I'm coming to the same conclusions on my set. When they work, they work very well, but every now and then the shifting gets wonky for a little while, then clears right up. Very annoying to have inconsistent performance like that. While trying to hunt down the cause, I found something very interesting. If I move the loop of housing behind the rear derailleur side to side, the derailleur parallelogram itself moves, not enough to shift, but enough to be noticed, and I'm starting to think that something like that is the cause of the occasionally bad shifting. Could I have made a bend that was too tight? It's possible, but it's a pretty big loop, bigger than I'd need for standard housing, and FAR larger than I'd need for Nokons.

Especially seeing as it doesn't save that much weight over some standard shift housings, such as the Jagwire, I think I'll be pulling it off and sticking with the tried-and-true.


----------



## DeeEight (Jan 13, 2004)

Cheers! said:


> I'm still awaiting the white Sp81 Shimano Yumeya housings. I hope they are not vaporware, because the promised release date was April 2009. It is almost June and still nothing.


We've got several rolls of housing that looks to be the SP81 stuff, or at least as thin in diameter (3.5mm) as the SP81 at the store. I'm not entirely sure where it came from because Campy and the rest of the shimano housing we run use requires 4mm OD housing. I weighed a short section of the stuff opposite the SP41 and it was 23% lighter (10 vs 13). If I can find the correct size end caps for the stuff, I'll re-cable one of my bikes with it and see how it shifts.


----------



## nino (Jan 13, 2004)

cmh said:


> I'm coming to the same conclusions on my set. When they work, they work very well, but every now and then the shifting gets wonky for a little while, then clears right up. Very annoying to have inconsistent performance like that. While trying to hunt down the cause, I found something very interesting. If I move the loop of housing behind the rear derailleur side to side, the derailleur parallelogram itself moves, not enough to shift, but enough to be noticed, and I'm starting to think that something like that is the cause of the occasionally bad shifting. Could I have made a bend that was too tight? It's possible, but it's a pretty big loop, bigger than I'd need for standard housing, and FAR larger than I'd need for Nokons.
> 
> Especially seeing as it doesn't save that much weight over some standard shift housings, such as the Jagwire, I think I'll be pulling it off and sticking with the tried-and-true.

Given data >>
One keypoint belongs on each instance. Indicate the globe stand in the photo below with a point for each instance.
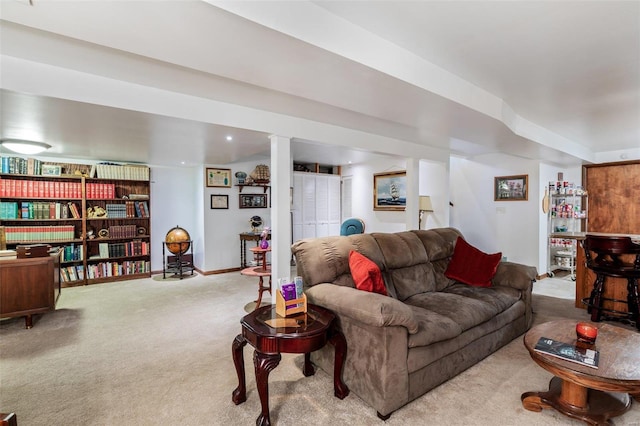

Stated task >> In the forum thread about shift housing, what outside diameter does the store's Campy and other Shimano housing require?

Worked solution >> 4mm